> Written problem: Repeat every record below exactly as it appears.

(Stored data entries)

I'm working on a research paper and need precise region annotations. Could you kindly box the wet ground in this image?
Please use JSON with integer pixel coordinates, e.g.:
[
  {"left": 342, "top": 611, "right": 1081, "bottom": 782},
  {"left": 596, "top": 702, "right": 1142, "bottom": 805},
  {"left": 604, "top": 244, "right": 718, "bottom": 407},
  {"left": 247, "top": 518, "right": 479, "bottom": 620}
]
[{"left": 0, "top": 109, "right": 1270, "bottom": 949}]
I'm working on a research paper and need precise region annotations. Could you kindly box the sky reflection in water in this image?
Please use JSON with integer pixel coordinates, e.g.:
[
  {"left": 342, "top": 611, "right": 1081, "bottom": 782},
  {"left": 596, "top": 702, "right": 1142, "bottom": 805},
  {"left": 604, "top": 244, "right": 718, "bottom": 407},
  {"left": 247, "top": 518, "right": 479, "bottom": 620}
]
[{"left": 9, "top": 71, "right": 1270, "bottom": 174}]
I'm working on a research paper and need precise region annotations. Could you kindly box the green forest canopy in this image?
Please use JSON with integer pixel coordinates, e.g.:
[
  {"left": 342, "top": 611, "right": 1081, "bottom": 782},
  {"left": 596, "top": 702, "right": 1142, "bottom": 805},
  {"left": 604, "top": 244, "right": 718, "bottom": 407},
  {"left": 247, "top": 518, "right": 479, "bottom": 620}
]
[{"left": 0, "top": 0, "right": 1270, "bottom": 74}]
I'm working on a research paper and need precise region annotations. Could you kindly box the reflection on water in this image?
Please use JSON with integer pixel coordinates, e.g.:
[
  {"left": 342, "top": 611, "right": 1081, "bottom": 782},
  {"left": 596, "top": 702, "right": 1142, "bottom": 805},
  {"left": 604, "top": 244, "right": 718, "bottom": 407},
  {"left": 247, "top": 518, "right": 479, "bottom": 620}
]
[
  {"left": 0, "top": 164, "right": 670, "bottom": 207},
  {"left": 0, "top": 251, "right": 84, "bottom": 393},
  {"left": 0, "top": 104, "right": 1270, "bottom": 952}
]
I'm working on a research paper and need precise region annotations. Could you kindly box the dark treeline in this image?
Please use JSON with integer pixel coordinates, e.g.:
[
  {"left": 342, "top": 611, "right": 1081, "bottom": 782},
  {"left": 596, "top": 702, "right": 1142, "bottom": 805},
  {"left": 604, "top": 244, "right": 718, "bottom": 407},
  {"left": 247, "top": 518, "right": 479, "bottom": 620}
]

> Worked answer:
I'm working on a research paper and need precise region annotations. Could you kindly box the wet ground in this image?
Please use JSON with integer pixel coordinates, e.g.:
[
  {"left": 342, "top": 611, "right": 1081, "bottom": 782},
  {"left": 596, "top": 702, "right": 1142, "bottom": 805},
  {"left": 604, "top": 244, "right": 718, "bottom": 407},
  {"left": 247, "top": 518, "right": 479, "bottom": 620}
]
[{"left": 0, "top": 109, "right": 1270, "bottom": 949}]
I'm working on a research paper and need precise region annotations. Could you kindly box the sky reflection in water in this image?
Please use JSON with integer pixel coordinates, e.g.:
[
  {"left": 342, "top": 611, "right": 1081, "bottom": 782},
  {"left": 596, "top": 702, "right": 1142, "bottom": 805},
  {"left": 604, "top": 244, "right": 718, "bottom": 407},
  {"left": 247, "top": 518, "right": 479, "bottom": 620}
]
[{"left": 9, "top": 71, "right": 1270, "bottom": 174}]
I'm working on a research paper and need precise region annotations. Could you kindly box the green forest canopy in this image?
Please use JSON with integer pixel coordinates, e.g.:
[
  {"left": 342, "top": 611, "right": 1081, "bottom": 782},
  {"left": 596, "top": 702, "right": 1142, "bottom": 805},
  {"left": 604, "top": 244, "right": 718, "bottom": 407},
  {"left": 247, "top": 518, "right": 479, "bottom": 620}
]
[{"left": 0, "top": 0, "right": 1270, "bottom": 74}]
I'm working on a research paper and need precise region annotations. Could you kindly box the reflection on water in this image?
Please use JSON with integer pixel coordinates, e.g.:
[
  {"left": 342, "top": 611, "right": 1081, "bottom": 782},
  {"left": 596, "top": 702, "right": 1142, "bottom": 805},
  {"left": 604, "top": 244, "right": 718, "bottom": 407},
  {"left": 247, "top": 518, "right": 479, "bottom": 620}
]
[
  {"left": 0, "top": 164, "right": 670, "bottom": 207},
  {"left": 0, "top": 251, "right": 84, "bottom": 393},
  {"left": 0, "top": 104, "right": 1270, "bottom": 952}
]
I'm working on a research paper and need precise region annotations. Could you kindly box the dark treeline in this image?
Please use JSON with integer pixel coordinates, e.g.:
[
  {"left": 342, "top": 611, "right": 1081, "bottom": 782},
  {"left": 596, "top": 702, "right": 1142, "bottom": 805},
  {"left": 604, "top": 244, "right": 718, "bottom": 407},
  {"left": 247, "top": 518, "right": 479, "bottom": 620}
]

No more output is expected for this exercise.